=== Begin Enclosure ===
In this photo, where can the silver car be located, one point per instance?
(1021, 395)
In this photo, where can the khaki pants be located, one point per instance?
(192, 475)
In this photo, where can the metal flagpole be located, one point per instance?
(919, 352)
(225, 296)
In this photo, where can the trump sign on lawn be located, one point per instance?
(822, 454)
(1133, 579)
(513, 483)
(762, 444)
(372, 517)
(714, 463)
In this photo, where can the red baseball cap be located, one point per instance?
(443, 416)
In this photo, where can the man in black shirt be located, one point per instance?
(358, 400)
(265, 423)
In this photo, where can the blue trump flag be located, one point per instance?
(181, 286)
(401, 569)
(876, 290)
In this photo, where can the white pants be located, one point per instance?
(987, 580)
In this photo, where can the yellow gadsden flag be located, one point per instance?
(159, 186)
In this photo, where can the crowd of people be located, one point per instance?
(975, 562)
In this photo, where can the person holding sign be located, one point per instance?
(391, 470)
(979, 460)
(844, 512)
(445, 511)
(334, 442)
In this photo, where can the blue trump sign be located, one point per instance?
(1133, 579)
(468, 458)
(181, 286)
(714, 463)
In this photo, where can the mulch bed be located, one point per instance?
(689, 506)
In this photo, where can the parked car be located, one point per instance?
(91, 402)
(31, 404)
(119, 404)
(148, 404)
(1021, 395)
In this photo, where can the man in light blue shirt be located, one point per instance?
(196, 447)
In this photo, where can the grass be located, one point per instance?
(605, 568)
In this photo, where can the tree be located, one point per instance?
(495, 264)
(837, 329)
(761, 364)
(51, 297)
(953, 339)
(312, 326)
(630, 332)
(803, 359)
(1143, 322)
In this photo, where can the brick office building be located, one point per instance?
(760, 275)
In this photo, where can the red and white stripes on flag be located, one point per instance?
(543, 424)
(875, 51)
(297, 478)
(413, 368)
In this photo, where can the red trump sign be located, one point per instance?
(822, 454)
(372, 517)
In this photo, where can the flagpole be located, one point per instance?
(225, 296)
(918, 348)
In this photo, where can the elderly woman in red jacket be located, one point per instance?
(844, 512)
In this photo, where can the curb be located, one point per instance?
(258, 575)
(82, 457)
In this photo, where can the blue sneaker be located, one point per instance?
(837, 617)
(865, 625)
=== End Enclosure ===
— EXERCISE —
Give the data back in full, exactly as written.

— COMPLETED TASK —
In this photo, where can the silver car be located, one point per instance?
(1021, 395)
In this photo, where can the khaki pants be located, one point per instance?
(192, 475)
In this photo, where can the metal flagpole be located, one point per instance?
(919, 352)
(225, 296)
In this photo, where can the trump sign on lawn be located, one point per instance?
(822, 454)
(1133, 579)
(513, 483)
(762, 444)
(372, 517)
(714, 463)
In this photo, where can the red baseball cap be located, one point per instance?
(443, 416)
In this photo, where can the man in black shirt be located, one point per instance?
(358, 400)
(265, 423)
In this photo, where can the blue trump flag be located, one point per instance?
(181, 286)
(401, 569)
(876, 290)
In this photo, where can the white pants be located, one point per instance?
(987, 580)
In this photo, where can the yellow gadsden flag be located, one point per instance?
(159, 186)
In this photo, where can the crowd of people be located, one point per instance?
(975, 562)
In this photo, where can the person holding sign be located, one point per instance?
(391, 470)
(979, 460)
(844, 512)
(445, 511)
(334, 442)
In this photo, where can the blue trump sign be located, one point per instance?
(1133, 579)
(468, 458)
(181, 286)
(714, 463)
In this photo, where can the mulch bed be located, one point per instance?
(689, 506)
In this photo, where can the parked car be located, one point per instance?
(91, 402)
(31, 404)
(119, 404)
(148, 404)
(1021, 395)
In this photo, where can the man in light blue shirt be located, one point per instance?
(196, 447)
In this photo, where can the grass be located, one point per instance?
(605, 568)
In this photo, where can the tree be located, one point per instance?
(495, 264)
(837, 329)
(761, 364)
(51, 297)
(953, 339)
(312, 326)
(630, 332)
(803, 359)
(1143, 322)
In this photo, where can the brick office building be located, one point per instance?
(760, 275)
In this photo, where can the red and white stripes on flag be located, one point per instance?
(543, 424)
(875, 51)
(297, 478)
(413, 368)
In this photo, where can the red trump sign be located, one point per instance?
(822, 454)
(372, 517)
In this photo, where can the flagpole be located, one point per instance?
(225, 296)
(918, 348)
In this photo, where can the elderly woman in red jacket be located, one point per instance?
(844, 512)
In this photo, where can the curb be located, one point per instance?
(258, 575)
(82, 457)
In this photo, where can the blue sneaker be located, one point per instance?
(837, 617)
(865, 625)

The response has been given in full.